* **TASK DIRECTIONS**
Reproduce every one of the following items verbatim, omitting the pictures.
Begin RECORD SET
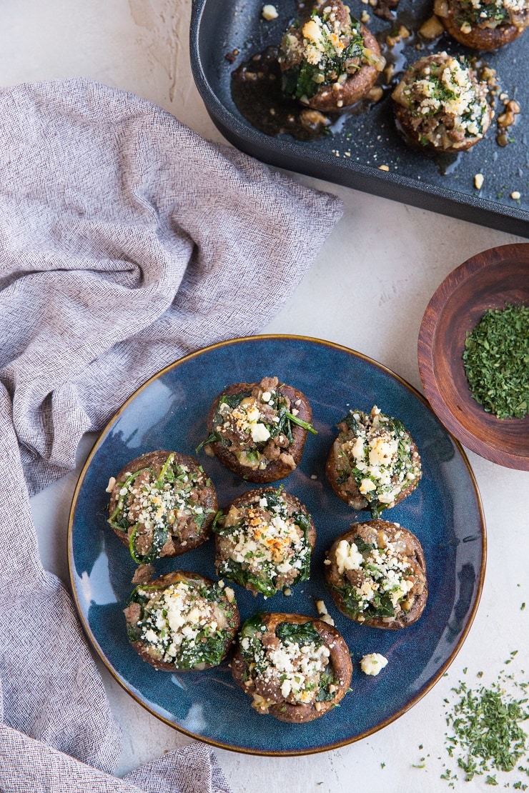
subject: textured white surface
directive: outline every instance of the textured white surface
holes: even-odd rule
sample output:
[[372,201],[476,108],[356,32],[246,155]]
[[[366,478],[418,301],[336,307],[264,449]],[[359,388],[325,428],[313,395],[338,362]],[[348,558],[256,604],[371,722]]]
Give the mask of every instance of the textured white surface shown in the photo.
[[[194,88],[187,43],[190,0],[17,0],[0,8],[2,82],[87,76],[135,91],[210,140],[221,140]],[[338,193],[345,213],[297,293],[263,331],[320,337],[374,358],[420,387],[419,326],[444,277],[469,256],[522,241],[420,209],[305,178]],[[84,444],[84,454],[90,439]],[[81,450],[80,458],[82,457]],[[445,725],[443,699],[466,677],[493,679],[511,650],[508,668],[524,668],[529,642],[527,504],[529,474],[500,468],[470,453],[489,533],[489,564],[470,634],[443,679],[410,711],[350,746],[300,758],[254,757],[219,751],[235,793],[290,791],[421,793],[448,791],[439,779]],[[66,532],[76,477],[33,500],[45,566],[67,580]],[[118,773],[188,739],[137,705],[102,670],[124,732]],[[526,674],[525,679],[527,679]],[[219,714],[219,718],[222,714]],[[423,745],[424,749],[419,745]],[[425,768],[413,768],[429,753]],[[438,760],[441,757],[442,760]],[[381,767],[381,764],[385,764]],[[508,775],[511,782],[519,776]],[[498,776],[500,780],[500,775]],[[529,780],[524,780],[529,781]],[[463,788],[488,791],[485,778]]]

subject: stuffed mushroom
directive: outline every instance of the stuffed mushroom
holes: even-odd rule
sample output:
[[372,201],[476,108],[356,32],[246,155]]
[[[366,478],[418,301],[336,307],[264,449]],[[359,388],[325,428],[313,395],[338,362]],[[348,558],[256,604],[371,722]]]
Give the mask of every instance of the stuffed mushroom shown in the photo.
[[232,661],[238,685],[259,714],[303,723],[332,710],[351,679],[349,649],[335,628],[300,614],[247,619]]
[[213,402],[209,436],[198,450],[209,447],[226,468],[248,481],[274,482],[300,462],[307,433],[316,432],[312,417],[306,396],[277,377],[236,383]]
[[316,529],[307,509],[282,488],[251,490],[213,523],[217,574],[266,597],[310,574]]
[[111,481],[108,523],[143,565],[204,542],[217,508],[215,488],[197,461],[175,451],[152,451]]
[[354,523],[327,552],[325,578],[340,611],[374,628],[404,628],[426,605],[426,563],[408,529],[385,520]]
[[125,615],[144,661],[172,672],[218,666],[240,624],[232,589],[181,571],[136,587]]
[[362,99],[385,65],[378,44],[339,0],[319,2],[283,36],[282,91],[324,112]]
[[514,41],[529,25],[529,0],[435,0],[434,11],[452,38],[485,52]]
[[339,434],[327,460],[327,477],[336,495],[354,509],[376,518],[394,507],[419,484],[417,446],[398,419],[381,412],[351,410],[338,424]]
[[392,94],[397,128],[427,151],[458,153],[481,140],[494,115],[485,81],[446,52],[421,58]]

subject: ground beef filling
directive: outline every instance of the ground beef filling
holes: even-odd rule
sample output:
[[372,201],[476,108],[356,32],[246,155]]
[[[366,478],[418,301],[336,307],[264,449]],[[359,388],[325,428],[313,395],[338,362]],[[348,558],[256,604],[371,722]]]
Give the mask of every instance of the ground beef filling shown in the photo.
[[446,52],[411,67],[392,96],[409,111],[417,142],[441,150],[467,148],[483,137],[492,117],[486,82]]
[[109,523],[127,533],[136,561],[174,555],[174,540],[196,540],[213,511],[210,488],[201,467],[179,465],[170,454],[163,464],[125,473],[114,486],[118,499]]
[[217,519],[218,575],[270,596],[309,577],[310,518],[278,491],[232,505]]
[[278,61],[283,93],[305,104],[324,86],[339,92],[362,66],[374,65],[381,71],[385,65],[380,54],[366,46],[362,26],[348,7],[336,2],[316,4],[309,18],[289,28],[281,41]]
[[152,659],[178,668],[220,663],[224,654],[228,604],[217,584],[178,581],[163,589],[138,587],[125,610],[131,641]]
End RECORD SET
* **SOLUTION FOR THIS TASK**
subject: textured white surface
directive: outline every instance of the textured white surface
holes: even-odd rule
sample output:
[[372,201],[476,108],[356,32],[246,155]]
[[[366,478],[418,301],[336,307],[264,449]],[[359,388],[325,428],[313,395],[338,362]],[[348,558],[256,604],[371,722]]]
Give the mask of every instance of the textured white surface shown in the photo.
[[[194,88],[187,43],[190,0],[17,0],[0,8],[2,82],[87,76],[135,91],[210,140],[221,140]],[[338,193],[345,213],[297,293],[263,331],[320,337],[374,358],[420,387],[419,326],[444,277],[469,256],[522,241],[420,209],[305,178]],[[84,444],[84,454],[90,439]],[[81,450],[80,458],[82,457]],[[445,725],[443,699],[466,677],[493,679],[511,650],[508,668],[524,668],[529,642],[527,504],[529,474],[500,468],[470,453],[489,533],[489,564],[470,634],[443,679],[410,711],[350,746],[300,758],[254,757],[219,751],[235,793],[290,791],[421,793],[448,791],[439,779]],[[66,532],[76,477],[33,500],[45,566],[67,580]],[[118,773],[188,739],[137,705],[102,670],[124,732]],[[526,674],[525,679],[527,679]],[[219,714],[219,718],[222,714]],[[423,745],[424,749],[419,745]],[[425,768],[413,768],[429,753]],[[438,760],[441,757],[442,760]],[[381,767],[381,764],[385,764]],[[508,775],[511,782],[519,776]],[[498,776],[500,780],[500,775]],[[529,780],[524,780],[529,781]],[[463,788],[488,791],[485,778]]]

subject: stuffed mushroom
directive: outline every instance of the stuffed mushroom
holes: even-odd rule
sample output:
[[372,201],[476,108],[356,32],[246,155]]
[[[366,478],[418,301],[336,307],[264,449]],[[359,388],[325,428],[313,395],[338,362]],[[348,558],[256,604],[371,722]]]
Give the mask of every instance of the stuffed mushroom shown in the photo.
[[232,661],[238,685],[259,714],[303,723],[332,710],[351,679],[349,649],[335,628],[300,614],[247,619]]
[[213,402],[209,436],[198,450],[209,447],[226,468],[248,481],[274,482],[300,462],[307,433],[316,432],[312,417],[306,396],[277,377],[236,383]]
[[316,529],[307,509],[282,488],[251,490],[213,523],[217,574],[266,597],[310,574]]
[[111,481],[108,523],[143,565],[204,542],[217,508],[215,488],[197,461],[175,451],[152,451]]
[[354,523],[327,552],[325,578],[340,611],[374,628],[404,628],[426,605],[426,563],[408,529],[385,520]]
[[125,615],[144,661],[172,672],[218,666],[240,624],[232,589],[181,571],[136,587]]
[[362,99],[385,65],[378,44],[339,0],[319,2],[283,36],[282,91],[324,112]]
[[514,41],[529,25],[529,0],[435,0],[434,11],[452,38],[485,52]]
[[339,434],[327,460],[327,477],[336,495],[354,509],[376,518],[394,507],[419,484],[417,446],[398,419],[381,412],[351,410],[338,424]]
[[392,94],[397,128],[427,151],[458,153],[481,140],[494,115],[485,81],[446,52],[421,58]]

subject: ground beef filling
directive: outline every instance of the ground beef filling
holes: even-odd rule
sample output:
[[372,201],[476,108],[356,32],[246,155]]
[[[366,478],[418,301],[336,307],[264,449]],[[359,388],[325,428],[313,395],[338,362]],[[348,558],[256,604],[371,722]]]
Give the mask of every instance of the ground beef filling shown in the photo.
[[446,52],[411,67],[392,96],[409,111],[417,142],[441,150],[467,148],[483,137],[492,117],[486,82]]
[[109,523],[127,533],[136,561],[174,555],[174,540],[196,540],[213,511],[210,488],[201,467],[179,465],[170,454],[163,464],[125,473],[114,486],[118,499]]
[[217,519],[218,575],[270,596],[309,577],[310,518],[278,491],[232,505]]
[[278,61],[283,93],[305,104],[324,86],[339,92],[362,66],[374,65],[381,71],[385,65],[380,54],[366,46],[362,26],[348,7],[336,2],[316,4],[309,18],[289,28],[281,41]]
[[152,659],[178,668],[220,663],[224,654],[228,604],[217,584],[178,581],[163,589],[138,587],[125,610],[131,641]]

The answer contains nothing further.